SHORT EXERCISE >> Render every line of the entries below as a Markdown table with the columns No. and Text, giving each line a row number and omitting any blank lines.

MATERIAL PROVIDED >>
····················

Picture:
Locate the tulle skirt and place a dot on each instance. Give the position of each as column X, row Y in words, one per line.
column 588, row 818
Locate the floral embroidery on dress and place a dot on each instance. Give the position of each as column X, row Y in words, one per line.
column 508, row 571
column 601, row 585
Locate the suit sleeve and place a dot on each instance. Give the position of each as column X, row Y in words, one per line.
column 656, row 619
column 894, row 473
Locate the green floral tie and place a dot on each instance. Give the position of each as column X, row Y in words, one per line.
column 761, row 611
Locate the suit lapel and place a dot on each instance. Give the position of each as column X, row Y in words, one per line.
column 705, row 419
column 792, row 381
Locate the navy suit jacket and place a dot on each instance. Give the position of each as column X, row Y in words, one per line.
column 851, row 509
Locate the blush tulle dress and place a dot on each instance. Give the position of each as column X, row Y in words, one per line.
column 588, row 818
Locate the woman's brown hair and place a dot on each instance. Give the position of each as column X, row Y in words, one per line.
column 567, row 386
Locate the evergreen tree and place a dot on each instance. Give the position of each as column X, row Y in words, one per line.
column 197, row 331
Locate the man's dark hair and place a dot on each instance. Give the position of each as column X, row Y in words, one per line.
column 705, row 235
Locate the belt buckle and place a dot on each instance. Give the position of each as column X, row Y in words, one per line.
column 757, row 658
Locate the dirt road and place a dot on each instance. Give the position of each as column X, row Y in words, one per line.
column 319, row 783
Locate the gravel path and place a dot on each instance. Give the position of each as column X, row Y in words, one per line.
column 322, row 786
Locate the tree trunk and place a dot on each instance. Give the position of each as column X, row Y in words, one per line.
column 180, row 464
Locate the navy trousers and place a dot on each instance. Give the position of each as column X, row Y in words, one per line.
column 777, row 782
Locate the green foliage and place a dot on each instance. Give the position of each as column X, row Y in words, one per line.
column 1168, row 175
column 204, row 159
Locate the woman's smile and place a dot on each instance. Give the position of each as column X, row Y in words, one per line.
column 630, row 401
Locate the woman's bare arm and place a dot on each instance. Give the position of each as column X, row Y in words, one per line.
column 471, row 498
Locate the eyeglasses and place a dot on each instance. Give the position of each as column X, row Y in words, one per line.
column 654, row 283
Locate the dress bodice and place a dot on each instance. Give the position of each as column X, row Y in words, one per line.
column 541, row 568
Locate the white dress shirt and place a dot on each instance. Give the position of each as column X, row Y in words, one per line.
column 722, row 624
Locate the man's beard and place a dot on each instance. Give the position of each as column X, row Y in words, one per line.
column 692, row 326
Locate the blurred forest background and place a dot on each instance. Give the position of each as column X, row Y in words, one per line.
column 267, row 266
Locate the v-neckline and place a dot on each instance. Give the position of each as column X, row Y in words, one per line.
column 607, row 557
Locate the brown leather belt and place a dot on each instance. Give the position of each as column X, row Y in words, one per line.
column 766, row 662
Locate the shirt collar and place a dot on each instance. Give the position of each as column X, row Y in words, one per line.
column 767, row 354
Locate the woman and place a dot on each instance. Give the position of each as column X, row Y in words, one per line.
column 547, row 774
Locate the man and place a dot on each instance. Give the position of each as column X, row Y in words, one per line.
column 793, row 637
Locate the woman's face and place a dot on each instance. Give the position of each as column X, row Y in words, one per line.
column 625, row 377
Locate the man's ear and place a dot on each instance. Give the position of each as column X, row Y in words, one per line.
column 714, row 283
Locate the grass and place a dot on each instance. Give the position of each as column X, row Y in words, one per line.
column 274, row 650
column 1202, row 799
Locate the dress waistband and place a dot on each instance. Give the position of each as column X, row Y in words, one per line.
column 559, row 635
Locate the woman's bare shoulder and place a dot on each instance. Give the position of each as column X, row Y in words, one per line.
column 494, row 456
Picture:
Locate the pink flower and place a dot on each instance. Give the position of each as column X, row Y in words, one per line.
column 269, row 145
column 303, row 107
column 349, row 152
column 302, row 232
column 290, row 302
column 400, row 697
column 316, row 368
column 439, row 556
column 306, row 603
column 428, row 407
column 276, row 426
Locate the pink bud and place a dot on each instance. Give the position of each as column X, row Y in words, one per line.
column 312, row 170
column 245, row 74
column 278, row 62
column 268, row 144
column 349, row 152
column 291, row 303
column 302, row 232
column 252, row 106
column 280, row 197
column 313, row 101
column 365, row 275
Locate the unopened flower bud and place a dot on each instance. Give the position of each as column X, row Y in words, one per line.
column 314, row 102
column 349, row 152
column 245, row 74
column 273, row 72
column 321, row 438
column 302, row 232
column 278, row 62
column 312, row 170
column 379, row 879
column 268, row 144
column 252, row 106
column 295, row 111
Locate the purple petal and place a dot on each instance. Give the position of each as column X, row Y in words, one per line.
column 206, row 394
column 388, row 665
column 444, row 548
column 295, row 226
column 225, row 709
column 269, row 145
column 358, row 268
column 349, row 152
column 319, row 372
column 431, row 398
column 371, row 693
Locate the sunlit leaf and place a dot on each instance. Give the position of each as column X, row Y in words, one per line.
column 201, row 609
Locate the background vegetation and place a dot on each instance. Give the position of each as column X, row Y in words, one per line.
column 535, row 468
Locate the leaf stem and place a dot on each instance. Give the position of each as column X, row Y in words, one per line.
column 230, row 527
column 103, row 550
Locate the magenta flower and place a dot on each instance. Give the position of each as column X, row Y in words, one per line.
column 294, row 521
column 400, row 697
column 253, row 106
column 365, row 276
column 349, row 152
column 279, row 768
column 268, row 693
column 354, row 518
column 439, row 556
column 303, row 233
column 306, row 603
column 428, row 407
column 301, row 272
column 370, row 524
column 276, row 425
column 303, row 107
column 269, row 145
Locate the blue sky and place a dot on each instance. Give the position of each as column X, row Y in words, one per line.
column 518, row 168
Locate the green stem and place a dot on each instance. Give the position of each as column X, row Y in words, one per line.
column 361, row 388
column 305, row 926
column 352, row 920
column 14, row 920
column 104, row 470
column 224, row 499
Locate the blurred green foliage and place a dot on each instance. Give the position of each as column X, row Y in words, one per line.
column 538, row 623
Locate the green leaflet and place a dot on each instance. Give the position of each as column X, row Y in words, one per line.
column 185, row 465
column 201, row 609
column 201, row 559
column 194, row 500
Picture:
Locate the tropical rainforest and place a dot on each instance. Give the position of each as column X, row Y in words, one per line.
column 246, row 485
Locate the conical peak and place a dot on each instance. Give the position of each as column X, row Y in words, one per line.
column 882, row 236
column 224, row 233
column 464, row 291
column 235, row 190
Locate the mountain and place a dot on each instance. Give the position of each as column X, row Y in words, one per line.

····················

SOLUTION TO THIS TASK >>
| No. | Text |
|---|---|
| 1 | Picture: |
| 2 | Locate the tulle skirt and place a dot on each instance. Give the position of each as column X, row Y in words, one per line. |
| 3 | column 588, row 818 |
| 4 | Locate the floral embroidery on dress and place a dot on each instance. Give the position of each as column X, row Y in words, one per line. |
| 5 | column 508, row 571 |
| 6 | column 601, row 585 |
| 7 | Locate the suit sleeve and place a dot on each instance. Give the position of each as column X, row Y in words, one per line. |
| 8 | column 656, row 619 |
| 9 | column 894, row 473 |
| 10 | Locate the green floral tie and place a dot on each instance. Give the position of each as column X, row Y in words, one per line. |
| 11 | column 761, row 611 |
| 12 | Locate the suit lapel and place a dot on each instance. Give the position of each as column X, row Y in words, one per line. |
| 13 | column 705, row 419 |
| 14 | column 792, row 381 |
| 15 | Locate the navy suit jacket and place a dot on each instance. Give the position of each as column X, row Y in words, one per line. |
| 16 | column 851, row 509 |
| 17 | Locate the blush tulle dress and place a dot on each instance. Give the position of each as column X, row Y in words, one per line. |
| 18 | column 588, row 818 |
| 19 | Locate the woman's brown hair and place a dot on each instance. Give the position of each as column X, row Y in words, one per line. |
| 20 | column 567, row 386 |
| 21 | Locate the evergreen tree and place a dot on each instance. Give the position of each as column X, row Y in words, one per line. |
| 22 | column 197, row 331 |
| 23 | Locate the man's dark hair and place a dot on each instance. Give the position of each as column X, row Y in words, one per line. |
| 24 | column 705, row 235 |
| 25 | Locate the belt buckle and place a dot on each instance. Give the position of each as column X, row Y in words, one per line. |
| 26 | column 757, row 658 |
| 27 | Locate the dirt road and place a dot on each instance. Give the position of each as column X, row Y in words, one per line. |
| 28 | column 319, row 783 |
| 29 | Locate the gravel path and place a dot on each instance. Give the position of each as column X, row Y in words, one per line. |
| 30 | column 322, row 786 |
| 31 | Locate the tree trunk and place a dot on each instance. Give the position of each as column X, row Y in words, one per line. |
| 32 | column 180, row 464 |
| 33 | Locate the navy trousers and place a dot on each instance. Give the position of each as column X, row Y in words, one per line. |
| 34 | column 777, row 782 |
| 35 | Locate the green foliage and place a dot on each instance. Give the position of each as column X, row Y in words, one per line. |
| 36 | column 1168, row 175 |
| 37 | column 204, row 159 |
| 38 | Locate the woman's smile and place a dot on each instance. Give the position of each as column X, row Y in words, one per line. |
| 39 | column 630, row 401 |
| 40 | Locate the woman's bare arm and place a dot on each instance. Give the position of each as column X, row Y in words, one per line. |
| 41 | column 471, row 498 |
| 42 | Locate the eyeglasses and place a dot on each instance. Give the position of each as column X, row Y in words, one per line. |
| 43 | column 654, row 283 |
| 44 | Locate the dress bodice and place a dot on each instance. Give the position of each as column X, row Y in words, one per line. |
| 45 | column 541, row 568 |
| 46 | Locate the white dress shirt and place a dot on each instance. Give the position of each as column X, row Y in words, one per line. |
| 47 | column 722, row 624 |
| 48 | Locate the man's beard and place a dot on each instance. Give the position of each as column X, row Y in words, one per line. |
| 49 | column 692, row 326 |
| 50 | Locate the blurred forest background and place a dot on each instance. Give the position of each as column X, row Y in words, one per line. |
| 51 | column 267, row 266 |
| 52 | Locate the v-neckline and place a dot on each instance. Give the position of each as column X, row Y in words, one per line. |
| 53 | column 607, row 557 |
| 54 | Locate the brown leather belt and place a dot on each instance. Give the position of each as column X, row Y in words, one per line. |
| 55 | column 766, row 662 |
| 56 | Locate the shirt collar and place a dot on each instance. Give the position of each as column X, row Y in words, one per line. |
| 57 | column 767, row 354 |
| 58 | Locate the woman and place a dot on each instance. Give the position of each as column X, row Y in words, one per line. |
| 59 | column 547, row 774 |
| 60 | Locate the man and place a dot on each instance. Give the position of each as column X, row Y in words, one per line. |
| 61 | column 793, row 637 |
| 62 | Locate the woman's face and place a dot on each instance. Give the position of each as column X, row Y in words, one per line. |
| 63 | column 625, row 377 |
| 64 | Locate the man's ear and place a dot on each instance. Give the position of each as column X, row Y in words, one per line. |
| 65 | column 714, row 283 |
| 66 | Locate the grass and place a dot on each instance. Give the position of each as column X, row Y in words, one per line. |
| 67 | column 274, row 650 |
| 68 | column 1202, row 799 |
| 69 | Locate the dress waistband and place a dot on each instance. Give the position of each as column X, row Y in words, one per line. |
| 70 | column 559, row 635 |
| 71 | Locate the woman's bare shoulder and place a dot on each instance. Give the position of each as column X, row Y in words, one per line. |
| 72 | column 494, row 456 |
| 73 | Picture: |
| 74 | Locate the pink flower and place a dot on each instance. Give the position of each as column X, row Y in words, one per line. |
| 75 | column 269, row 145 |
| 76 | column 303, row 107 |
| 77 | column 349, row 152 |
| 78 | column 302, row 232 |
| 79 | column 290, row 302 |
| 80 | column 400, row 697 |
| 81 | column 316, row 368 |
| 82 | column 439, row 556 |
| 83 | column 306, row 603 |
| 84 | column 428, row 407 |
| 85 | column 276, row 426 |
| 86 | Locate the pink bud and place a dot on each instance. Give the position of each as column X, row Y in words, one per line. |
| 87 | column 312, row 170 |
| 88 | column 245, row 74 |
| 89 | column 278, row 62 |
| 90 | column 268, row 144 |
| 91 | column 349, row 152 |
| 92 | column 291, row 303 |
| 93 | column 302, row 232 |
| 94 | column 252, row 106 |
| 95 | column 280, row 197 |
| 96 | column 313, row 101 |
| 97 | column 365, row 275 |
| 98 | Locate the unopened flower bud and place a dot on each instance. Give the position of each as column X, row Y in words, one per line. |
| 99 | column 314, row 102 |
| 100 | column 349, row 152 |
| 101 | column 245, row 74 |
| 102 | column 273, row 72 |
| 103 | column 321, row 438 |
| 104 | column 302, row 232 |
| 105 | column 278, row 62 |
| 106 | column 312, row 170 |
| 107 | column 379, row 879 |
| 108 | column 268, row 144 |
| 109 | column 252, row 106 |
| 110 | column 295, row 111 |
| 111 | Locate the purple petal and place a dot on each instance. Give the position of each as column X, row Y in words, one per line. |
| 112 | column 206, row 394 |
| 113 | column 388, row 665 |
| 114 | column 444, row 548 |
| 115 | column 295, row 226 |
| 116 | column 225, row 709 |
| 117 | column 269, row 145 |
| 118 | column 358, row 268 |
| 119 | column 349, row 152 |
| 120 | column 319, row 372 |
| 121 | column 431, row 398 |
| 122 | column 371, row 693 |
| 123 | Locate the sunlit leaf and place a dot on each instance. Give the position of each as column X, row Y in words, one per line. |
| 124 | column 201, row 609 |
| 125 | Locate the background vegetation and place a dot on each instance. Give the position of each as column X, row Y in words, one per line. |
| 126 | column 535, row 468 |
| 127 | Locate the leaf stem and place a dot on each instance. Give the position of each as column X, row Y in words, one per line. |
| 128 | column 230, row 527 |
| 129 | column 103, row 550 |
| 130 | Locate the magenta flower and place a dot on each instance. Give the position of each as column X, row Y in words, one per line. |
| 131 | column 294, row 521 |
| 132 | column 400, row 697 |
| 133 | column 253, row 106 |
| 134 | column 365, row 276 |
| 135 | column 349, row 152 |
| 136 | column 279, row 768 |
| 137 | column 268, row 693 |
| 138 | column 354, row 518 |
| 139 | column 439, row 556 |
| 140 | column 303, row 233 |
| 141 | column 306, row 603 |
| 142 | column 428, row 407 |
| 143 | column 301, row 272 |
| 144 | column 370, row 524 |
| 145 | column 276, row 425 |
| 146 | column 303, row 107 |
| 147 | column 269, row 145 |
| 148 | Locate the blue sky and place a dot on each instance. Give the position of each as column X, row Y in words, one per line. |
| 149 | column 518, row 168 |
| 150 | Locate the green stem and place a dot on each instance. Give the position of each as column X, row Y in words, one per line. |
| 151 | column 361, row 388 |
| 152 | column 305, row 926 |
| 153 | column 352, row 920 |
| 154 | column 14, row 920 |
| 155 | column 104, row 470 |
| 156 | column 224, row 499 |
| 157 | Locate the blurred green foliage and place a dot on each instance. Give the position of each as column X, row Y in words, one per line. |
| 158 | column 538, row 623 |
| 159 | Locate the green leaflet and place a dot on each instance. Give the position of each as column X, row Y in words, one per line. |
| 160 | column 185, row 465 |
| 161 | column 201, row 609 |
| 162 | column 201, row 559 |
| 163 | column 194, row 500 |
| 164 | Picture: |
| 165 | Locate the tropical rainforest and place a dot on each instance. Give the position of each as column X, row Y in words, one per line. |
| 166 | column 246, row 485 |
| 167 | Locate the conical peak and place a dot on each instance. Give the position of each as column X, row Y in words, one per line. |
| 168 | column 882, row 236 |
| 169 | column 224, row 233 |
| 170 | column 464, row 291 |
| 171 | column 235, row 190 |
| 172 | Locate the mountain and place a dot on each instance. Give the position of each as column X, row Y in words, one per line. |